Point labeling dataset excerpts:
━━━━━━
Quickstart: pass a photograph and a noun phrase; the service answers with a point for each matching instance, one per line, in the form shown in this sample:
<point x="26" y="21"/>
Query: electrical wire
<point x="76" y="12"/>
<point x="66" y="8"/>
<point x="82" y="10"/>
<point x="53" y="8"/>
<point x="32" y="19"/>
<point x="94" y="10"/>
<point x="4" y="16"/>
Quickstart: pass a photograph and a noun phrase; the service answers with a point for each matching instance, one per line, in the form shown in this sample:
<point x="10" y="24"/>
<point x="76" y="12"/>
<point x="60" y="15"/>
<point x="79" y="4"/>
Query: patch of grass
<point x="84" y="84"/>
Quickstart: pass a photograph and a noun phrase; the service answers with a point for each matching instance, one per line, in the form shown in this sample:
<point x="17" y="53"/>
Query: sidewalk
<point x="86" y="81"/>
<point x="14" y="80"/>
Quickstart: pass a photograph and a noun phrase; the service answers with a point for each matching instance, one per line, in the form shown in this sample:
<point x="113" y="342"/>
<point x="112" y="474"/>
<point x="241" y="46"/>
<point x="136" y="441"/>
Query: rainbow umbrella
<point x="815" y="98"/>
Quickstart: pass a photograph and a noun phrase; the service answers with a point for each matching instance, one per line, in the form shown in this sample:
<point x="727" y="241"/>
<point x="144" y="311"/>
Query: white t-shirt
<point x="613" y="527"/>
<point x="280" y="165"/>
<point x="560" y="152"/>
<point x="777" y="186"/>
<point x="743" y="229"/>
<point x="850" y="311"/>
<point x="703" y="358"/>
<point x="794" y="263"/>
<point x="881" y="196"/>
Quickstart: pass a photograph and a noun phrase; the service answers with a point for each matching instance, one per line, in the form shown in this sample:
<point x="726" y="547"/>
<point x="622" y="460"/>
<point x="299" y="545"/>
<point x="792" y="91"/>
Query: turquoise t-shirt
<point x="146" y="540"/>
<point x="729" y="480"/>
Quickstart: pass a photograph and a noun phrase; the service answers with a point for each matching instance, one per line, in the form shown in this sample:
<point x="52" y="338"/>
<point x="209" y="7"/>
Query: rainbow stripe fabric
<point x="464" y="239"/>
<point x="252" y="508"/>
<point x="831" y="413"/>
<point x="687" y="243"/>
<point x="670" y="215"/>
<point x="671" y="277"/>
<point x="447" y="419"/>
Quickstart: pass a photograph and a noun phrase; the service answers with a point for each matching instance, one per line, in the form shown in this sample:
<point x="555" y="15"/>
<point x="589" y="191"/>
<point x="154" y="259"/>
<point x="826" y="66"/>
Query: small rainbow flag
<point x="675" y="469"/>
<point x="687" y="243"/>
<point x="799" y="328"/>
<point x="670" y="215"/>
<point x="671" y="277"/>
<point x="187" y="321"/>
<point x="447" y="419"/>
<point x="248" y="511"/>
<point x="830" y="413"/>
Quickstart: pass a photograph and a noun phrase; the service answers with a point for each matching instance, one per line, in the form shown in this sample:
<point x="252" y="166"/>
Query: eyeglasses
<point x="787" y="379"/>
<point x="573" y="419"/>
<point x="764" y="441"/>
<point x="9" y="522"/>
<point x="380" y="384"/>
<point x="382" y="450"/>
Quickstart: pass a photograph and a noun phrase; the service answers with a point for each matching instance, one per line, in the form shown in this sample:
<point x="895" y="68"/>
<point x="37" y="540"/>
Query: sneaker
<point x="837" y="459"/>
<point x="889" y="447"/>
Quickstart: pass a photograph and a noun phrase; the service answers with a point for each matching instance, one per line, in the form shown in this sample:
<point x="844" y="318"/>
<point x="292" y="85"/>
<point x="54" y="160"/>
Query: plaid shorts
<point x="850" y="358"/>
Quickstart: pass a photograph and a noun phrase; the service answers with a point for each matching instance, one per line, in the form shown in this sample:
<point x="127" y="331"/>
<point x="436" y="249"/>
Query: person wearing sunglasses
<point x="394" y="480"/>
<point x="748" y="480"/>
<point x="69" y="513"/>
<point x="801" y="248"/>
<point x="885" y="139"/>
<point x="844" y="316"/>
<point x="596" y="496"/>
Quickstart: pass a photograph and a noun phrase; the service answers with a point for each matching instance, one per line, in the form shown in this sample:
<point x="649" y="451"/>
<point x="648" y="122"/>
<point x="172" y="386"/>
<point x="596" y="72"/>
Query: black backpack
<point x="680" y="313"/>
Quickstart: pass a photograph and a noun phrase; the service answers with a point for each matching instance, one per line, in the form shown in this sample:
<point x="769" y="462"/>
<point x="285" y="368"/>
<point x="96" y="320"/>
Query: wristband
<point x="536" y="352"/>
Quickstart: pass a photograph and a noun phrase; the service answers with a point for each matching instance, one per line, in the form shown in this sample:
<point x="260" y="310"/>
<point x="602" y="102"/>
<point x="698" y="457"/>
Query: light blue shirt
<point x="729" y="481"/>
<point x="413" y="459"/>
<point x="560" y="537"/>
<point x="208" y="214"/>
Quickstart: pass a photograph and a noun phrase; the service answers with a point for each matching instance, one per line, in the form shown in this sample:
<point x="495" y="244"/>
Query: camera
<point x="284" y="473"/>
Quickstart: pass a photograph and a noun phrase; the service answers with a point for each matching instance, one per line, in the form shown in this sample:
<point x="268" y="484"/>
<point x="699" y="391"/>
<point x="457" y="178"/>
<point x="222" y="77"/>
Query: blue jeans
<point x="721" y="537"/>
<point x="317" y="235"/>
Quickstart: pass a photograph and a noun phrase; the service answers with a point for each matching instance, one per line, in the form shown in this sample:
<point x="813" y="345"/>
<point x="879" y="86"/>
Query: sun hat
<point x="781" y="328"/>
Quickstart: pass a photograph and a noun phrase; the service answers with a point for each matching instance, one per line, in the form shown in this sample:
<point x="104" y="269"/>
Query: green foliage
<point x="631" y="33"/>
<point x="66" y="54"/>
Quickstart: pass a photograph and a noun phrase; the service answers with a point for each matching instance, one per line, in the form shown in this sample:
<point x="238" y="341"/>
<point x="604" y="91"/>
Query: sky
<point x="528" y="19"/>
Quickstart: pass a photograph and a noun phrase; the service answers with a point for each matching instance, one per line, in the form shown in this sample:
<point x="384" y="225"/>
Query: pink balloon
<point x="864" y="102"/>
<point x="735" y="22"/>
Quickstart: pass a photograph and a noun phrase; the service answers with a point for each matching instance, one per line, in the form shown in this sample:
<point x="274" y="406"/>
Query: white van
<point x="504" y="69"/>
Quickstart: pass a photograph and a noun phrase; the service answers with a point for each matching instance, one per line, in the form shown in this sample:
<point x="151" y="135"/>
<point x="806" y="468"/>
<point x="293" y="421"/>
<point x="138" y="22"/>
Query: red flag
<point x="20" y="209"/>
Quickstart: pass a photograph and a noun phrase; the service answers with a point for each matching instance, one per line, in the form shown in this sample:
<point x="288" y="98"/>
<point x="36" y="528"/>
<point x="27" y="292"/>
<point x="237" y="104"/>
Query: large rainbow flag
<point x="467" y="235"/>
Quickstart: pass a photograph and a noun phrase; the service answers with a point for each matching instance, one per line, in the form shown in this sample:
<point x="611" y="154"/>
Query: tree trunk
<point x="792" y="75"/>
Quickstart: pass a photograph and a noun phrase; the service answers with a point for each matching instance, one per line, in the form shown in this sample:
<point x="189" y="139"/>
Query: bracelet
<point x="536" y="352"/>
━━━━━━
WORK TO COMPLETE:
Print out the whole listing exactly as it appears.

EXERCISE OUTPUT:
Quickstart: pass a photograph and a noun phrase; the service answers with a point for each matching instance, one per line, in the form shown in this sample:
<point x="26" y="21"/>
Query: electrical wire
<point x="76" y="12"/>
<point x="66" y="8"/>
<point x="82" y="10"/>
<point x="53" y="8"/>
<point x="32" y="19"/>
<point x="94" y="10"/>
<point x="4" y="16"/>
Quickstart: pass a photograph and a noun phrase; the service answers with a point for each matching instance, one per line, in the form shown in this sample:
<point x="10" y="24"/>
<point x="76" y="12"/>
<point x="60" y="15"/>
<point x="79" y="4"/>
Query: patch of grass
<point x="84" y="84"/>
Quickstart: pass a photograph and a noun phrase; the service answers with a point for each matching instance, one per line, in the form shown in this sample:
<point x="17" y="53"/>
Query: sidewalk
<point x="86" y="81"/>
<point x="14" y="80"/>
Quickstart: pass a photograph and a noun phrase; the service answers with a point for each matching instance, one per line, in the form shown in this sample:
<point x="113" y="342"/>
<point x="112" y="474"/>
<point x="241" y="46"/>
<point x="136" y="441"/>
Query: rainbow umbrella
<point x="815" y="98"/>
Quickstart: pass a photograph and a noun phrase; the service answers with a point for each matching instance, one per line, in the form shown in this sample:
<point x="727" y="241"/>
<point x="144" y="311"/>
Query: white t-shirt
<point x="613" y="527"/>
<point x="280" y="165"/>
<point x="560" y="152"/>
<point x="777" y="186"/>
<point x="743" y="229"/>
<point x="850" y="311"/>
<point x="703" y="358"/>
<point x="794" y="263"/>
<point x="881" y="196"/>
Quickstart: pass a photograph and a noun phrase; the service answers with a point for each matching instance, one per line, in the form shown in this sample:
<point x="726" y="547"/>
<point x="622" y="460"/>
<point x="299" y="545"/>
<point x="792" y="91"/>
Query: turquoise t-shirt
<point x="146" y="540"/>
<point x="729" y="480"/>
Quickstart: pass a photograph and a noun phrase; the service answers with a point for each matching instance, one per line, in the form shown in this sample:
<point x="52" y="338"/>
<point x="209" y="7"/>
Query: rainbow stripe fabric
<point x="464" y="239"/>
<point x="252" y="508"/>
<point x="831" y="413"/>
<point x="687" y="243"/>
<point x="670" y="215"/>
<point x="671" y="277"/>
<point x="447" y="419"/>
Quickstart: pass a photograph and a noun phrase; the service answers with a point for each matching instance, one per line, in the form shown in this sample:
<point x="555" y="15"/>
<point x="589" y="191"/>
<point x="154" y="259"/>
<point x="826" y="66"/>
Query: small rainbow flag
<point x="675" y="469"/>
<point x="687" y="243"/>
<point x="799" y="328"/>
<point x="670" y="215"/>
<point x="671" y="277"/>
<point x="187" y="321"/>
<point x="447" y="419"/>
<point x="248" y="511"/>
<point x="830" y="413"/>
Quickstart: pass a photograph and a noun phrase; the service answers with a point for each matching instance, one per line, in the form shown in this sample:
<point x="252" y="166"/>
Query: eyeglasses
<point x="787" y="379"/>
<point x="573" y="419"/>
<point x="764" y="441"/>
<point x="9" y="522"/>
<point x="380" y="384"/>
<point x="382" y="450"/>
Quickstart: pass a photograph and a noun phrase; the service answers with a point for each matching instance, one per line, in the form shown in this sample:
<point x="895" y="68"/>
<point x="37" y="540"/>
Query: sneaker
<point x="837" y="459"/>
<point x="889" y="447"/>
Quickstart: pass a photograph and a noun phrase; the service answers with a point for each matching instance, one per line, in the form shown in this sample:
<point x="844" y="318"/>
<point x="292" y="85"/>
<point x="54" y="160"/>
Query: plaid shorts
<point x="850" y="358"/>
Quickstart: pass a photograph and a noun phrase; the service answers with a point for each matching instance, one per line, in the form shown in this sample:
<point x="127" y="331"/>
<point x="436" y="249"/>
Query: person wearing sunglasses
<point x="394" y="480"/>
<point x="748" y="480"/>
<point x="69" y="513"/>
<point x="801" y="248"/>
<point x="885" y="139"/>
<point x="844" y="316"/>
<point x="596" y="496"/>
Quickstart: pass a photograph and a noun phrase; the service answers with a point for each matching instance, one per line, in the form shown in this sample:
<point x="649" y="451"/>
<point x="648" y="122"/>
<point x="172" y="386"/>
<point x="596" y="72"/>
Query: black backpack
<point x="680" y="313"/>
Quickstart: pass a photograph and a noun phrase; the service answers with a point for each matching instance, one per line, in the form shown in this sample:
<point x="769" y="462"/>
<point x="285" y="368"/>
<point x="96" y="320"/>
Query: wristband
<point x="536" y="352"/>
Quickstart: pass a photograph and a noun phrase; the service answers with a point for each matching instance, one per line, in the form shown in this sample:
<point x="260" y="310"/>
<point x="602" y="102"/>
<point x="698" y="457"/>
Query: light blue shirt
<point x="729" y="481"/>
<point x="413" y="459"/>
<point x="560" y="537"/>
<point x="208" y="214"/>
Quickstart: pass a photograph and a noun phrase; the service answers with a point for each matching instance, one per line, in the form shown in this sample:
<point x="495" y="244"/>
Query: camera
<point x="284" y="473"/>
Quickstart: pass a photograph and a noun phrase; the service answers with a point for each matching instance, one per line, in the form shown in this sample:
<point x="268" y="484"/>
<point x="699" y="391"/>
<point x="457" y="178"/>
<point x="222" y="77"/>
Query: blue jeans
<point x="721" y="537"/>
<point x="317" y="235"/>
Quickstart: pass a photograph and a noun phrase; the service answers with a point for each matching instance, one per line, in the form shown in this sample:
<point x="813" y="345"/>
<point x="879" y="86"/>
Query: sun hat
<point x="781" y="328"/>
Quickstart: pass a photograph and a noun phrase; the service answers with a point for each matching instance, one per line, in the form shown in this sample:
<point x="104" y="269"/>
Query: green foliage
<point x="631" y="33"/>
<point x="66" y="54"/>
Quickstart: pass a photograph and a noun phrase; the service answers with a point for each matching instance, one per line, in the form shown in this sample:
<point x="238" y="341"/>
<point x="604" y="91"/>
Query: sky
<point x="528" y="19"/>
Quickstart: pass a photograph and a noun phrase; the service answers with a point for each matching instance, one per line, in the form shown in this sample:
<point x="384" y="225"/>
Query: pink balloon
<point x="864" y="102"/>
<point x="735" y="22"/>
Quickstart: pass a photograph and a noun phrase; the service answers with a point for each matching instance, one per line, in the form shown in this sample:
<point x="274" y="406"/>
Query: white van
<point x="504" y="69"/>
Quickstart: pass a photograph and a noun phrase; the service answers with a point for each matching instance, one per line, in the form shown in this sample:
<point x="151" y="135"/>
<point x="806" y="468"/>
<point x="293" y="421"/>
<point x="138" y="22"/>
Query: red flag
<point x="20" y="209"/>
Quickstart: pass a photograph and a noun phrase; the service answers with a point for each matching instance, one per line, in the form shown in this sample:
<point x="288" y="98"/>
<point x="36" y="528"/>
<point x="27" y="292"/>
<point x="237" y="104"/>
Query: large rainbow flag
<point x="467" y="235"/>
Quickstart: pass a photograph and a noun phrase; the service answers with a point for each matching instance, one per line, in the form shown in this sample:
<point x="611" y="154"/>
Query: tree trunk
<point x="792" y="75"/>
Quickstart: pass a photograph and a noun phrase; the service answers with a point for each matching instance, one per line, in the form shown in this sample:
<point x="189" y="139"/>
Query: bracelet
<point x="536" y="352"/>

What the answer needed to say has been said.